Study material: Begin

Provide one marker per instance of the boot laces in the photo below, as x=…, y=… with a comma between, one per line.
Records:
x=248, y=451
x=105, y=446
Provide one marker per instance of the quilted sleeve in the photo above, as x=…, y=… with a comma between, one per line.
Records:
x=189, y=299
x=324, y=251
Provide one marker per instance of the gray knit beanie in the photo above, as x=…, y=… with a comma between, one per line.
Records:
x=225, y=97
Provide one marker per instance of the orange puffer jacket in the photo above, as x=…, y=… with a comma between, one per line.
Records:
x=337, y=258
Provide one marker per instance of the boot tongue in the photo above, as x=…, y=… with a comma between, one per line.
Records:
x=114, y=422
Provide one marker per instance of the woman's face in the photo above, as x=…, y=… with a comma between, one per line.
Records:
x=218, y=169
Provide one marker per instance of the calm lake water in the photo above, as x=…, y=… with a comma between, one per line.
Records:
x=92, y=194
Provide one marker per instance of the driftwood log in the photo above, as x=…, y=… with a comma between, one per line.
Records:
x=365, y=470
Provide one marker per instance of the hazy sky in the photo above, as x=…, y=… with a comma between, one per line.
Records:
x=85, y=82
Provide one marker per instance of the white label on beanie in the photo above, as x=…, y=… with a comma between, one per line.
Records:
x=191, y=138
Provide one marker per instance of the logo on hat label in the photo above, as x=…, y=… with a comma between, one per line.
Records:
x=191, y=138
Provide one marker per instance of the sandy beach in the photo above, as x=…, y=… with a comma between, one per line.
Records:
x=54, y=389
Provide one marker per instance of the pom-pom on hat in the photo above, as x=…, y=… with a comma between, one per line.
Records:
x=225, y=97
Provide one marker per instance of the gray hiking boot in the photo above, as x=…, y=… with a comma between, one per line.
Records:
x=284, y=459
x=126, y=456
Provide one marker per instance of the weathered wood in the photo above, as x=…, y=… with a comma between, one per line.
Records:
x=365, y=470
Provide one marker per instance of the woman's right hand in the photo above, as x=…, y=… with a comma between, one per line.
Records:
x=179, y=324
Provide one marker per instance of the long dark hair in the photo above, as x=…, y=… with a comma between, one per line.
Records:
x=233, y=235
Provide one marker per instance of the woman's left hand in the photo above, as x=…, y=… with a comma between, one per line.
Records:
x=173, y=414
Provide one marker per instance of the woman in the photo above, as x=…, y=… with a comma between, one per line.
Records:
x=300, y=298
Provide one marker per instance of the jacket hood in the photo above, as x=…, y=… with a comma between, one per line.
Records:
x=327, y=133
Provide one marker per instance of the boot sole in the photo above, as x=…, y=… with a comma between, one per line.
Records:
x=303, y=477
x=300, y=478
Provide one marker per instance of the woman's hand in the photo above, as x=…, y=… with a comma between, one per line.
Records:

Study material: End

Retype the entries one by one, exactly.

Provide one marker per instance of the boot laces in the photo below, as x=…, y=… with a comma between, one per line.
Records:
x=248, y=451
x=105, y=446
Provide one marker per instance of the quilted sleeve in the photo above, as x=…, y=… with a comma between, one per line.
Records:
x=189, y=299
x=324, y=251
Provide one marker per instance of the gray knit beanie in the photo above, as x=…, y=… with a comma between, one per line.
Records:
x=225, y=97
Provide one marker per instance of the orange puffer jacket in the photo above, as x=…, y=… with a comma between, one per line.
Records:
x=337, y=258
Provide one marker per instance of the boot tongue in the photo above, as x=…, y=… with a comma between, one per line.
Records:
x=114, y=422
Provide one marker per instance of the woman's face in the photo above, as x=…, y=… with a comma between, one per line.
Records:
x=218, y=169
Provide one marker per instance of the calm lake water in the photo above, as x=…, y=… with a comma between, one per line.
Records:
x=92, y=194
Provide one marker per instance of the driftwood log in the photo above, as x=…, y=… with a comma between, one per line.
Records:
x=365, y=470
Provide one marker per instance of the hazy sky in the photo above, as x=…, y=… with a comma between, one per line.
Records:
x=85, y=82
Provide one marker per instance of the white label on beanie in the photo above, as x=…, y=… with a comma between, one per line.
Records:
x=191, y=138
Provide one marker per instance of the logo on hat label in the photo above, as x=…, y=… with a comma between, one per line.
Records:
x=191, y=138
Provide one marker per instance of the sandy beach in the photo above, as x=…, y=… with a comma between, one per line.
Records:
x=54, y=389
Provide one marker per instance of the pom-pom on hat in the photo above, as x=…, y=… with a comma between, one per line.
Records:
x=225, y=97
Provide one marker per instance of the gray hiking boot in the photo above, as x=…, y=… with a comma between, one per line.
Records:
x=284, y=459
x=126, y=456
Provide one marker per instance of the weathered wood in the photo above, as x=…, y=… with a comma between, one per line.
Records:
x=365, y=470
Provide one marker per instance of the woman's right hand in the photo above, as x=…, y=… with a comma between, one per line.
Records:
x=179, y=324
Provide one marker per instance of the long dark hair in the photo above, as x=…, y=… with a comma between, one per line.
Records:
x=233, y=235
Provide one marker per instance of the woman's left hand in the photo above, as x=…, y=… with a comma between, one per line.
Records:
x=173, y=414
Provide one marker per instance of the woman in the photo above, as x=…, y=… with a comma between, one per line.
Records:
x=300, y=298
Provide one marker per instance of the jacket hood in the photo above, as x=…, y=… with a comma between, one per line.
Records:
x=327, y=133
Provide one marker per instance of the boot sole in the photo above, as x=…, y=… with a comma between, one per line.
Records:
x=303, y=477
x=300, y=478
Provide one marker per instance of the woman's hand in the photo above, as x=…, y=… with a comma between, one per line.
Records:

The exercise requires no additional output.